Data

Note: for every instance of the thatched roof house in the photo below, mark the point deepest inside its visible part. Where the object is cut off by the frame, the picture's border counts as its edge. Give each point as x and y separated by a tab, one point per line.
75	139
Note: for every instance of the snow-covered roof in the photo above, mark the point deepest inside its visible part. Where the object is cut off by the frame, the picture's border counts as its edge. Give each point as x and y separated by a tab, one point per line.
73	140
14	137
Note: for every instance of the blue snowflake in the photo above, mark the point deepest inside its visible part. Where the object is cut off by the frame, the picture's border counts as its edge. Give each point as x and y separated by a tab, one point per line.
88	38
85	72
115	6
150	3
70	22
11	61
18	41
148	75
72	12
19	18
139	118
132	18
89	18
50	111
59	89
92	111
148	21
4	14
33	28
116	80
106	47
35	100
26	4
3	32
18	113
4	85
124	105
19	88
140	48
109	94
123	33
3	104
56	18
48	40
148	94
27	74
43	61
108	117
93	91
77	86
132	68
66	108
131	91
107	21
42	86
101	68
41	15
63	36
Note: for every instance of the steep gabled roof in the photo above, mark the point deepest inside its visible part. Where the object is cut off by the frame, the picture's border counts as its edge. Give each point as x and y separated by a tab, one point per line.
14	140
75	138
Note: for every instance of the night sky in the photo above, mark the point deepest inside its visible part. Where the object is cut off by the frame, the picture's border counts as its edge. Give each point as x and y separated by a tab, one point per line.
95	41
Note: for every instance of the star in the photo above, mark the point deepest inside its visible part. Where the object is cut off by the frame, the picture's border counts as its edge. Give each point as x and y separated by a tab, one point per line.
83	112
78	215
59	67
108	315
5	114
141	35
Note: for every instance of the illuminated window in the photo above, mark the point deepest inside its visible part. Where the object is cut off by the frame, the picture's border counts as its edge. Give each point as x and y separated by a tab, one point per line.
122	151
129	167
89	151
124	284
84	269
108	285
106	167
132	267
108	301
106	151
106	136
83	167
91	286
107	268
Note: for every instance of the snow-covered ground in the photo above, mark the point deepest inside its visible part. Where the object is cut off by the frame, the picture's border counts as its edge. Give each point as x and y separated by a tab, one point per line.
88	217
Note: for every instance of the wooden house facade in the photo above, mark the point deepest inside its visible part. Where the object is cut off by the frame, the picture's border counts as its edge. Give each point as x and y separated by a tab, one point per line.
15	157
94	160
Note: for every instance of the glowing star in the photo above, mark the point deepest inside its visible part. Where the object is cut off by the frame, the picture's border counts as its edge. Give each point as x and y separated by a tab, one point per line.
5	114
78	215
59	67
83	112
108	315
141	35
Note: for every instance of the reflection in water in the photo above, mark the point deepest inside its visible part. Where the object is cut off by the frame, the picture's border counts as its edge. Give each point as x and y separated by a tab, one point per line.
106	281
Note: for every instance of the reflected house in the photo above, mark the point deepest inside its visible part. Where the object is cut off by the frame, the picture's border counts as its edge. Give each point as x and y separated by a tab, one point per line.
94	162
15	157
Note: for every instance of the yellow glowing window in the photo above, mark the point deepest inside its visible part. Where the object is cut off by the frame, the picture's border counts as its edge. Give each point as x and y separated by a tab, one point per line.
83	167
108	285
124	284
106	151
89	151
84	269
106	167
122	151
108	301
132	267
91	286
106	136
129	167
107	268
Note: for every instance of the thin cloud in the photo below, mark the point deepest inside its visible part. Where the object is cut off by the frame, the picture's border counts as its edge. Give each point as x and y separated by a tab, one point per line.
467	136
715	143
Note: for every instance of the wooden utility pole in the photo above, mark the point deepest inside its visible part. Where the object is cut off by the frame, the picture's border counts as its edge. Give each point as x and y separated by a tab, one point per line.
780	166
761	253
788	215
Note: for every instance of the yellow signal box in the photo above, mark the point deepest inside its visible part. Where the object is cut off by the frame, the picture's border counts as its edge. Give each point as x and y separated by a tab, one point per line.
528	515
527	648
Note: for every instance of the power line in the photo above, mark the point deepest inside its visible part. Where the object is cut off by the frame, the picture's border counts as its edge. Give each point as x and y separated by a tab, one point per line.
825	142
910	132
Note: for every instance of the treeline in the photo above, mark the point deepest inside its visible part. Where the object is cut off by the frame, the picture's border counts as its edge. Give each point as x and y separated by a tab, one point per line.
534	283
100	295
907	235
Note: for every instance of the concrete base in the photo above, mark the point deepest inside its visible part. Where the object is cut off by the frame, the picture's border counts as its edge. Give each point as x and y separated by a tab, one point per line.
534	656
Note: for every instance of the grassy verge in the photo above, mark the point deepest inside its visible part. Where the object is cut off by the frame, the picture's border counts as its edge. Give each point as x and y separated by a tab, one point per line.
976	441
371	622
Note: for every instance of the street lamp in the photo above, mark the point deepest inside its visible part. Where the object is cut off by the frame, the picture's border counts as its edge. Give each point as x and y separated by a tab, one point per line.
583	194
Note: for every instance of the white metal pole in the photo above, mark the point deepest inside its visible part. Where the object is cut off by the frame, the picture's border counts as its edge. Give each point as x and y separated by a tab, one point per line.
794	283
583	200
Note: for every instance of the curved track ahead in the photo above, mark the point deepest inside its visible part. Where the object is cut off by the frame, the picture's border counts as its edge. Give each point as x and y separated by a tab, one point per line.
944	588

Exercise objective
Return the listing above exactly, line for line.

Your response
Note: for every instance of the thatched roof house in the photo below, mark the point deepest inside its visible part. Where the object is cut off by the frame, the picture's border counts as its edge. Give each point as x and y separated by a tab, one point per line.
75	139
Note: for every instance of the snow-covered roof in the photo above, mark the point deepest inside its visible part. Where the object is cut off by the frame, the picture's border counts as its edge. Give each point as x and y separated by a tab, one point per line.
73	140
14	137
Note: for every instance of the blue snowflake in the photo above, mark the point deepest inside its visible part. Where the object is cut off by the frame, the picture's border counts as its edge. Give each point as x and y separated by a tab, one point per line.
88	38
85	72
115	6
150	3
70	22
11	61
18	41
148	75
72	12
19	18
139	118
132	18
89	18
50	111
59	89
92	111
148	21
4	14
33	28
116	80
106	47
35	100
26	4
3	32
18	113
4	85
124	105
19	88
140	48
109	94
123	33
3	104
56	18
48	40
148	94
27	74
43	61
108	117
93	91
77	86
132	68
66	108
131	91
107	21
42	86
101	68
41	15
63	36
Note: for every instance of the steep gabled roof in the photo above, mark the point deepest inside its visible part. Where the object is cut off by the frame, the picture's border counts as its edge. Give each point as x and y separated by a tab, one point per line.
14	140
75	138
Note: for every instance of the night sky in the photo above, mark the point deepest inside its visible part. Where the object is cut off by the frame, the picture's border counts as its edge. Give each point as x and y separated by a tab, one point per line.
95	41
Note: for every instance of the star in the photo above, mark the point deepest inside its visible part. Where the object is cut off by the frame, the picture's border counts as its edge. Give each point as x and y separated by a tab, one point per line.
83	112
78	215
59	67
108	315
5	114
141	35
Note: for every instance of the illuminated window in the photo above, mark the point deepest inside its visible part. Where the object is cut off by the frame, the picture's border counts as its edge. Give each point as x and y separated by a tab, one point per line.
122	151
129	167
89	151
124	284
84	269
108	285
106	167
132	267
108	301
106	151
106	136
83	167
91	286
107	268
Note: for every instance of the snow-covered ground in the photo above, mark the point deepest inside its visible part. Where the object is cut off by the frame, the picture's border counts as its edge. Give each point as x and y separated by a tab, one point per line.
88	217
Note: for every instance of the wooden house facade in the photo above, mark the point deepest inside its visible part. Where the object is cut off by the frame, the picture's border counts as its edge. Give each point as x and y separated by a tab, one point per line.
15	157
94	160
Note: for every instance of the glowing star in the photo above, mark the point deepest inside its visible part. Where the object is cut off by the frame, the picture's border counts as its edge. Give each point as x and y separated by a tab, one point per line.
5	114
78	215
59	67
83	112
108	315
141	35
Note: for every instance of the reflection in water in the photo above, mark the point deepest inside its visible part. Where the object is cut off by the frame, the picture's border counts as its edge. Give each point as x and y separated by a tab, one point per line.
106	281
Note: for every instance of the reflected house in the photo above, mark the point deepest inside its visible part. Where the object is cut off by the frame, the picture's border counts as its edge. Give each point as x and y separated by a tab, one point per line.
94	162
15	157
Note: for every instance of the yellow glowing window in the photo above, mark the point deepest inside its visible part. Where the object is cut off by the frame, the picture's border counts as its edge. Give each point as x and y separated by a tab, one point per line.
83	167
108	285
124	284
106	151
89	151
84	269
106	167
122	151
108	301
132	267
91	286
106	136
129	167
107	268
Note: for every instance of the thin cloud in the photo below, mark the point deepest inside its visible part. Where the object is cut off by the frame, the picture's border counts as its edge. Give each point as x and y separated by a tab, one point per line.
467	136
715	143
Note: for every instance of the wooden utility pole in the photo above, mark the point deepest inside its visible part. Where the object is cut off by the frame, the picture's border counts as its edge. Give each point as x and y separated by a tab, one point per line.
780	166
761	253
788	215
Note: for every instance of the yellow signal box in the photo above, mark the point deepest inside its visible part. Where the object is cut off by the frame, the picture's border counts as its edge. Give each point as x and y separated by a tab, one point per line.
528	515
527	648
Note: for every instance of the power line in the photo above, mark the point deepest inside its visible part. Where the object is cut off by the frame, the picture's border counts as its edge. Give each point as x and y separated by a tab, one point per line.
825	142
910	132
Note: for every instance of the treeline in the photo above, mark the point deepest inside its visible part. Where the object is cut off by the frame, the picture's border counts as its edge. Give each point as x and y separated by a tab, one point per line.
534	283
100	295
907	235
Note: for every instance of the concrete base in the photo above, mark the point deepest inside its visible part. Where the object is cut off by the frame, the picture's border counts as its edge. Give each point as x and y separated by a tab, one point per line.
534	656
Note: for every instance of the grassy verge in the photo above, mark the point deepest inside its visible part. Where the object is cut off by the frame, the picture's border counts as its edge. Give each point as x and y separated by a tab, one point per line.
976	441
371	622
Note: for every instance of the street lamp in the photo above, mark the point deepest inside its visible part. Where the object is cut off by the frame, the picture's border counts as its edge. Give each point as x and y separated by a tab, one point per line.
583	194
Note: for every instance of the white metal pole in the photo above, mark the point deepest inside its visible part. Where the object is cut off by the frame, the picture's border counts as its edge. Give each point as x and y separated by a tab, one point per line.
794	283
583	200
Note: for every instance of the curved track ahead in the photo above, mark the point deepest inside its visible part. Where the object is cut off by the frame, the picture's border counts as its edge. Give each point as x and y separated by a tab, one point per line.
944	588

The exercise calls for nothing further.